- Brief 1: In the apt snapshot notes below, repeat word for word everything from "There are two" down to "snapshot for this source.".
- Brief 2: Using the apt snapshot notes below, decide whether each statement agrees with them. Answer yes or no and quote the words that decide it. (a) Snapshots can be used for a source that has never been updated. (b) A Release file containing `Snapshots: no` makes a snapshot request for that source cause a failure to load the source. (c) PPAs are supported for snapshots.

=== Source extract ===

There are two ways to enable snapshots for sources:

1. Add Snapshot: yes to your sources file ([snapshot=yes]). This
   will allow you to specify a snapshot to use when updating or
   installing using the --snapshot,-S option.

2. Add Snapshot: ID to your sources files to request a specific
   snapshot for this source.

Snapshots are discovered using Label and Origin fields in the Release
file of the main source, hence you need to have updated the source at
least once before you can use snapshots.

The Release file may also declare a snapshots server to use, similar
to Changelogs, it can contain a Snapshots field with the values:

1. `Snapshots: https://example.com/@SNAPSHOTID@` where `@SNAPSHOTID@`
   is a placeholder that is replaced with the requested snapshot id

2. `Snapshots: no` to disable snapshot support for this source.
   Requesting snapshots for this source will result in a failure
   to load the source.

The implementation adds a SHADOWED option to deb source entries,
and marks the main entry as SHADOWED when a snapshot has been
requested, which will cause it to be updated, but not included
in the generated cache.

The concern here was that we need to keep generating the shadowed
entries because the cleanup in `apt update` deletes any files not
queued for download, so we gotta keep downloading the main source.

This design is not entirely optimal, but avoids the pitfalls of
having to reimplement list cleanup.

Gaps:

- Ubuntu Pro repositories and PPAs are not yet supported.

=== Data lines ===

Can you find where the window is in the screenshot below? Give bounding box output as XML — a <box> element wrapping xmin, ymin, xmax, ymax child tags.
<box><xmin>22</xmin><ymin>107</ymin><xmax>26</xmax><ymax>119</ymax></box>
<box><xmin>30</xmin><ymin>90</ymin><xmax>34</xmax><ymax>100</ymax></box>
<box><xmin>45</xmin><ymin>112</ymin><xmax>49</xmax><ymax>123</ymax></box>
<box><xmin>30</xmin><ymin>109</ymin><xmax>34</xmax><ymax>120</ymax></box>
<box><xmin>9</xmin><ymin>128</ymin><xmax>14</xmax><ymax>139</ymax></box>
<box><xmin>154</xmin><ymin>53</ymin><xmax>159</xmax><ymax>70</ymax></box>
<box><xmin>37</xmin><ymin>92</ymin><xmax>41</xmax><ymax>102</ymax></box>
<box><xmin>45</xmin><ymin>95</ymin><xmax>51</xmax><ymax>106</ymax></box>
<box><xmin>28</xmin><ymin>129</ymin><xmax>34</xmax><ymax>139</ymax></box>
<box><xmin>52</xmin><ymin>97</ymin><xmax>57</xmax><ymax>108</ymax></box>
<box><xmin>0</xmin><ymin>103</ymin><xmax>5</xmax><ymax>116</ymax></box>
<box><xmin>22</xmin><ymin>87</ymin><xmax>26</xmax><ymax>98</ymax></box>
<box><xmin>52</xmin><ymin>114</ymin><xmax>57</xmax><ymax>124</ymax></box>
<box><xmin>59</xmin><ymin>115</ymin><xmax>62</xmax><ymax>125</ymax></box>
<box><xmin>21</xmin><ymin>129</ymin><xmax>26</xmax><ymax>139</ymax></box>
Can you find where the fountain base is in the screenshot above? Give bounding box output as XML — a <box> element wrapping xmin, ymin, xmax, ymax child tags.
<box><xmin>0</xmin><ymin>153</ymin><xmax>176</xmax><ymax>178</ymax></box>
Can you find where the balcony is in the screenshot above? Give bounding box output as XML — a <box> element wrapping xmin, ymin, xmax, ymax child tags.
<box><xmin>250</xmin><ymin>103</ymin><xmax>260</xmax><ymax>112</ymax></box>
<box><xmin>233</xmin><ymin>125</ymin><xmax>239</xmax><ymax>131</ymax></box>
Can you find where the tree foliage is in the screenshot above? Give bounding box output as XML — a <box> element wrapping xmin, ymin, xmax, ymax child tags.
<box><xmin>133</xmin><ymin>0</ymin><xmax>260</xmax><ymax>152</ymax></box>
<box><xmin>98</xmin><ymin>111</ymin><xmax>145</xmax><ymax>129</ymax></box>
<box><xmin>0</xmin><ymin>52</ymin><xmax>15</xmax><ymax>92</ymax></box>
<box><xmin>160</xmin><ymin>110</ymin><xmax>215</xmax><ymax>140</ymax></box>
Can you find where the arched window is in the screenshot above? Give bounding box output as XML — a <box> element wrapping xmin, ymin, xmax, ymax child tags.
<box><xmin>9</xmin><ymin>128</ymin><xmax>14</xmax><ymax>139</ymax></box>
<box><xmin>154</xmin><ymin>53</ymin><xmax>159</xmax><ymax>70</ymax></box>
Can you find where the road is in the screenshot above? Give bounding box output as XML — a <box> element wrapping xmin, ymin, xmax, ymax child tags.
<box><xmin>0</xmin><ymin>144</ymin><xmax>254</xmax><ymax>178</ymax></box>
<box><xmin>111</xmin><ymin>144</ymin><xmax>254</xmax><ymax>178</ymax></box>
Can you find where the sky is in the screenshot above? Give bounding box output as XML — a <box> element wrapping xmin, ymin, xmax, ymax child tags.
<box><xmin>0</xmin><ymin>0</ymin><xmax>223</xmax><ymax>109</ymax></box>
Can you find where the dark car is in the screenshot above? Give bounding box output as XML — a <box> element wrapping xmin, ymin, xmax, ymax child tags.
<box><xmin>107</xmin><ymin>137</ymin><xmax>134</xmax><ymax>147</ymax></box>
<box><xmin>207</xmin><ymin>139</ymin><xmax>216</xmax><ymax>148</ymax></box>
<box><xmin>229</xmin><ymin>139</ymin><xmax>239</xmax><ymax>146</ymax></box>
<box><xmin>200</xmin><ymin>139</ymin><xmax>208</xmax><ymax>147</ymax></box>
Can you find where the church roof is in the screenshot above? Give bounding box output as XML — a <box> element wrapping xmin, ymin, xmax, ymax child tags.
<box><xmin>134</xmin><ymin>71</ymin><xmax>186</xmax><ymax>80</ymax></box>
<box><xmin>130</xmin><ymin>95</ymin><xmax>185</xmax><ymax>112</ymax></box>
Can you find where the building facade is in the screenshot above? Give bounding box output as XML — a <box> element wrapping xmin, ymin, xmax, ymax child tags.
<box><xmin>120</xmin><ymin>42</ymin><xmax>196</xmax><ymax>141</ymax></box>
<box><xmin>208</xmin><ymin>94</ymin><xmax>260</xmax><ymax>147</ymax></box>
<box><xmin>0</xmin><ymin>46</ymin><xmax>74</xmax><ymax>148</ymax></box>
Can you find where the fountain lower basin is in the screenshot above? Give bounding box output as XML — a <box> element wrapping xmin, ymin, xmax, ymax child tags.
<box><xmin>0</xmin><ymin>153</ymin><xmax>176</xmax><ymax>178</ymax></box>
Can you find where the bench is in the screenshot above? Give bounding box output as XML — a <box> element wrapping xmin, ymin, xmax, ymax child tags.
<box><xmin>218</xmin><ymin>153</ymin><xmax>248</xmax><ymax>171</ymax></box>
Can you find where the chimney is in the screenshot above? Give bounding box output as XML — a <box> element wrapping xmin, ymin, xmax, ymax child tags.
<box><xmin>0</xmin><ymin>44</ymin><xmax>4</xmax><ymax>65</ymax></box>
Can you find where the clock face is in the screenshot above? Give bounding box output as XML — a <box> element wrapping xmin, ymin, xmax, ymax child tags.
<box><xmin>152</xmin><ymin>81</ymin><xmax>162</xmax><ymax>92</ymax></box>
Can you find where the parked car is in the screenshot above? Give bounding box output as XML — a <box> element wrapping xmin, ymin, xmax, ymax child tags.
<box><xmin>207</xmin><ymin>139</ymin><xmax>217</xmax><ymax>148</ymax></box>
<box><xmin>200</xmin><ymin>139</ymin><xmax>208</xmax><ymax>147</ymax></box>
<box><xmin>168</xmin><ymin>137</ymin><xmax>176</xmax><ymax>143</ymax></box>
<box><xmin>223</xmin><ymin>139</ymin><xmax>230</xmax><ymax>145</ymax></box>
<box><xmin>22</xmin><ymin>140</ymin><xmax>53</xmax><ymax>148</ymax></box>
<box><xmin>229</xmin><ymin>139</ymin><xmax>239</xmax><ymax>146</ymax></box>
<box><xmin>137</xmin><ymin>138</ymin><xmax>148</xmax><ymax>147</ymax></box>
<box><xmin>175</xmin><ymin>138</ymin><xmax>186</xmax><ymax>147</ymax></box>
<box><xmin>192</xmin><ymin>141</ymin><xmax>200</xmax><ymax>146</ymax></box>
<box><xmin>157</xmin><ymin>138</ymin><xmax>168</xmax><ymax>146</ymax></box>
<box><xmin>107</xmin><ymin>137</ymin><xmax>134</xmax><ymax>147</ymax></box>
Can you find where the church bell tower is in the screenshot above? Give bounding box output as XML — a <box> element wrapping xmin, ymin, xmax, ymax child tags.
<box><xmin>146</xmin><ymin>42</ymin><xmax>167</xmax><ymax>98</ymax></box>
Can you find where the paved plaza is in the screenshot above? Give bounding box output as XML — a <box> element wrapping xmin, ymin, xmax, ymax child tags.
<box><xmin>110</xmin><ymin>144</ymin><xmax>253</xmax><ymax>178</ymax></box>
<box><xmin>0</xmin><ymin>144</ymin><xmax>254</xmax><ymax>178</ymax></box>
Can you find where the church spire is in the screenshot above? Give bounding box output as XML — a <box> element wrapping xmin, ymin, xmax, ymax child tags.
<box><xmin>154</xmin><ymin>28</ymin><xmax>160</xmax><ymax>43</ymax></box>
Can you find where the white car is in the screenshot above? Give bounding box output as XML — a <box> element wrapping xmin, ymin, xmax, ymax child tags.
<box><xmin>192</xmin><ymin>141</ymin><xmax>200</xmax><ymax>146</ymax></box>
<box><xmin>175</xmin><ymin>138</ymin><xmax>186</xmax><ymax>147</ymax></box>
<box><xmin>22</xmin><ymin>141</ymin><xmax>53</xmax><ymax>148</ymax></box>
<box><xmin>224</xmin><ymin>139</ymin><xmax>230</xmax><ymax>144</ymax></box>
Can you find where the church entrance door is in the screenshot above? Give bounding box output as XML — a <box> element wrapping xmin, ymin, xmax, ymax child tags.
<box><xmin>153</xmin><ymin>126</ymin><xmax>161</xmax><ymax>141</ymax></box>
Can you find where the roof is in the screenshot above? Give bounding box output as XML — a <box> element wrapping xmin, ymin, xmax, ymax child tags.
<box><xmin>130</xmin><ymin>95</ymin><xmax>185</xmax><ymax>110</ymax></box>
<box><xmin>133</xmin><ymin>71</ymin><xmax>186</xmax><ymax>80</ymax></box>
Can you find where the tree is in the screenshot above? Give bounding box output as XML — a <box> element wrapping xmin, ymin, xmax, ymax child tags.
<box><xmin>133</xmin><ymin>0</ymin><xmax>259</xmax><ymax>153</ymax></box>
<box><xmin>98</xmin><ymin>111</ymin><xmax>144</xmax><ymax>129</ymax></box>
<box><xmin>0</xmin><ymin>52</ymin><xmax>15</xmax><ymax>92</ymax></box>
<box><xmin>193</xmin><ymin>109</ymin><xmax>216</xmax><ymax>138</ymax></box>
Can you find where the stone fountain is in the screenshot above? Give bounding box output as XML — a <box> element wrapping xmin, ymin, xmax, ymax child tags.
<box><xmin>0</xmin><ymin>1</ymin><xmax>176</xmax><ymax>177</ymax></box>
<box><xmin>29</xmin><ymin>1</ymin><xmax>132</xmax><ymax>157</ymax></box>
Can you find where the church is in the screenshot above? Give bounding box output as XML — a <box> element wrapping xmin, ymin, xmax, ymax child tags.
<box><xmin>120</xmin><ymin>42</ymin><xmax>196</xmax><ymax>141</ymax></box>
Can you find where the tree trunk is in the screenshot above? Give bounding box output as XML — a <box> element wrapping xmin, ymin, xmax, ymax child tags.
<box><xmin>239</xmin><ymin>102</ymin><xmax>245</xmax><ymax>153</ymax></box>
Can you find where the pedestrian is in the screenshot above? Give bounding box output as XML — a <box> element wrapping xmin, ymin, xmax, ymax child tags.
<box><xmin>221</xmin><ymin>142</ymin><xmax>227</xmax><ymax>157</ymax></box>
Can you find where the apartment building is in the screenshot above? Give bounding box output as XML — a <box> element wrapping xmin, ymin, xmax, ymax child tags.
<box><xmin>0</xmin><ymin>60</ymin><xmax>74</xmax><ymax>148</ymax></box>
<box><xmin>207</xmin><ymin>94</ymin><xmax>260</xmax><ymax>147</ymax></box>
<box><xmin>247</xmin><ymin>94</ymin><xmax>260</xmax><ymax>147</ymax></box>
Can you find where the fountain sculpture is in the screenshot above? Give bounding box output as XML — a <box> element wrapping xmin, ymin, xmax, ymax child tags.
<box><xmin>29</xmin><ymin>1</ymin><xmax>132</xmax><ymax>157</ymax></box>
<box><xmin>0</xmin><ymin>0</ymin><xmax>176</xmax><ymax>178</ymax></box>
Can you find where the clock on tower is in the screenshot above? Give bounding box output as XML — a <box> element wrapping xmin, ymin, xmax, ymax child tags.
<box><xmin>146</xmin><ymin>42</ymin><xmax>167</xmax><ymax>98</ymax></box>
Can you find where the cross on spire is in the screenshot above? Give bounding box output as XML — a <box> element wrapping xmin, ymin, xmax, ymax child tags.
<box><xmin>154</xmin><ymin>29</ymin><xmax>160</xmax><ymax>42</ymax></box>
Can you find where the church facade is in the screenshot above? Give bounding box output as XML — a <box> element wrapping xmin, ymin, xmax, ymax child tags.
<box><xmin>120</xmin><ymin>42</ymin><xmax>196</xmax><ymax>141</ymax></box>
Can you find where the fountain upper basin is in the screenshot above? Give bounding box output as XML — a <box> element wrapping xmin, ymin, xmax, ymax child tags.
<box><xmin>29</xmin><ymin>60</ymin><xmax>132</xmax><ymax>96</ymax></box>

===

- Response 1:
There are two ways to enable snapshots for sources:

1. Add Snapshot: yes to your sources file ([snapshot=yes]). This
   will allow you to specify a snapshot to use when updating or
   installing using the --snapshot,-S option.

2. Add Snapshot: ID to your sources files to request a specific
   snapshot for this source.

- Response 2:
(a) No: "you need to have updated the source at least once before you can use snapshots."
(b) Yes: "Requesting snapshots for this source will result in a failure to load the source."
(c) No: "Ubuntu Pro repositories and PPAs are not yet supported."